*Exercise A*.
Reproduce the passage on tiered models and inference speed from "Fast enough to" to "The progress compounds.".
*Exercise B*.
Summarize the passage on tiered models and inference speed in two sentences.
*Exercise C*.
State whether each statement agrees with the passage on tiered models and inference speed, answering yes or no and quoting the deciding words: (i) the small, fast model handles 99% of the traffic; (ii) quantization runs models at higher precision; (iii) Mercury 2 generates tokens one at a time.

True. And I think it’s solvable. You tier it. A very fast, small model handles 99% of the traffic -- the stuff that’s obviously clean or obviously bad. One in a thousand times, something looks suspicious, and you escalate to a more capable model that takes a couple seconds for a deeper pass. One in a thousand of those, you escalate again to a big reasoning model that spends 30 seconds on a thorough analysis. Cascading classifiers. Security has used architectures like this for years. The difference is that now each tier can actually reason about code instead of matching patterns.
Fast enough to matter
The amount of money and engineering talent being poured into inference speed is almost hard to comprehend. Jensen Huang spent his GTC 2026 keynote arguing that data centers are becoming “token factories” and that tokens-per-watt determines corporate revenue. The approaches are coming from every direction at once: speculative decoding that predicts tokens in batches (2-3x speedup, production-ready today), quantization that runs models at lower precision with negligible quality loss (another 30%+), model distillation that trains smaller models to match bigger ones (the 8B models of today are better than the 70B models of two years ago), entirely new architectures like Mercury 2 that generate tokens in parallel instead of one at a time (13x faster than Claude Haiku while matching it on reasoning). The progress compounds.

*Information given*.

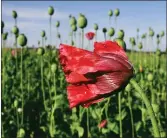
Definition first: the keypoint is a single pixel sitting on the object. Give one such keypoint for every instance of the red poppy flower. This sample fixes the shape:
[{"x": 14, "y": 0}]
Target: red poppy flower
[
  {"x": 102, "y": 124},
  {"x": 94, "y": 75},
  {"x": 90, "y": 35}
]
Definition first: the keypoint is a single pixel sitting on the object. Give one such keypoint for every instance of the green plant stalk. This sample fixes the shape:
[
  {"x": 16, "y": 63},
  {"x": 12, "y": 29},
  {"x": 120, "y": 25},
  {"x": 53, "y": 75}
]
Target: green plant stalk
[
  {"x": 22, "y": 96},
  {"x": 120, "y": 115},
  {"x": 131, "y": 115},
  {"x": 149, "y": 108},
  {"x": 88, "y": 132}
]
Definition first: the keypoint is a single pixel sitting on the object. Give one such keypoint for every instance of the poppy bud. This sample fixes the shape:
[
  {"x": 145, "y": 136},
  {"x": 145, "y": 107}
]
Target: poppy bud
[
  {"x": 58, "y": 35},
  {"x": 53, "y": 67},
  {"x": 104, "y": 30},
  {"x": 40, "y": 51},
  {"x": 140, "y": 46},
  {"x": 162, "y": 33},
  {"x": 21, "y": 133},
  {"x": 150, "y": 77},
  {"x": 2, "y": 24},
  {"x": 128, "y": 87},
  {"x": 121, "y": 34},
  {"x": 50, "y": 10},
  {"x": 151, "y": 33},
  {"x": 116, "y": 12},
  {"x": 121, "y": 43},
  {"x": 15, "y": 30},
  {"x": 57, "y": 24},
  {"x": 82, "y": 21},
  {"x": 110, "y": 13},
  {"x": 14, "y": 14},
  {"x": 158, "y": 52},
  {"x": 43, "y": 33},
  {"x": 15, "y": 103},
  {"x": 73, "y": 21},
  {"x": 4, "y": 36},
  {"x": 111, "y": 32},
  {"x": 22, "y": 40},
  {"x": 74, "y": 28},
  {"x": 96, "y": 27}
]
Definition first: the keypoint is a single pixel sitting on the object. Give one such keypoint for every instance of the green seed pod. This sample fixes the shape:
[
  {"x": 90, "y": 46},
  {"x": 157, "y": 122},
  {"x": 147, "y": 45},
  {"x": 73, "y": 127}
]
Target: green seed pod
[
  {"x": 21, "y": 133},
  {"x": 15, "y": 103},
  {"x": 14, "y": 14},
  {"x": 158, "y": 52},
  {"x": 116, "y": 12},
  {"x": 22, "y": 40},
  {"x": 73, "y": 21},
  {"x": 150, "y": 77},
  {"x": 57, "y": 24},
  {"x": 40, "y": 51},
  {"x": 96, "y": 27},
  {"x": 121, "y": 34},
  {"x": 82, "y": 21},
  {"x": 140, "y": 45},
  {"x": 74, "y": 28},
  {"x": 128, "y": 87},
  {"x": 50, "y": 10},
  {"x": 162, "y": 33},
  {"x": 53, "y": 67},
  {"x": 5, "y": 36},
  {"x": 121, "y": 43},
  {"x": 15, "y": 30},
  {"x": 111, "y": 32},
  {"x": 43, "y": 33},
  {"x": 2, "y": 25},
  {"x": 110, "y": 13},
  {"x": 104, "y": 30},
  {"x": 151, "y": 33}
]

*Written response A*.
Fast enough to matter
The amount of money and engineering talent being poured into inference speed is almost hard to comprehend. Jensen Huang spent his GTC 2026 keynote arguing that data centers are becoming “token factories” and that tokens-per-watt determines corporate revenue. The approaches are coming from every direction at once: speculative decoding that predicts tokens in batches (2-3x speedup, production-ready today), quantization that runs models at lower precision with negligible quality loss (another 30%+), model distillation that trains smaller models to match bigger ones (the 8B models of today are better than the 70B models of two years ago), entirely new architectures like Mercury 2 that generate tokens in parallel instead of one at a time (13x faster than Claude Haiku while matching it on reasoning). The progress compounds.

*Written response B*.
The passage proposes a tiered setup in which a very fast, small model handles most traffic and escalates suspicious cases to more capable models, a cascading-classifier architecture that security has used for years but whose tiers can now reason about code. It also describes an enormous investment in inference speed, with approaches such as speculative decoding, quantization, model distillation, and new parallel-generation architectures whose progress compounds.

*Written response C*.
(i) Yes: "A very fast, small model handles 99% of the traffic"
(ii) No: "quantization that runs models at lower precision with negligible quality loss"
(iii) No: "generate tokens in parallel instead of one at a time"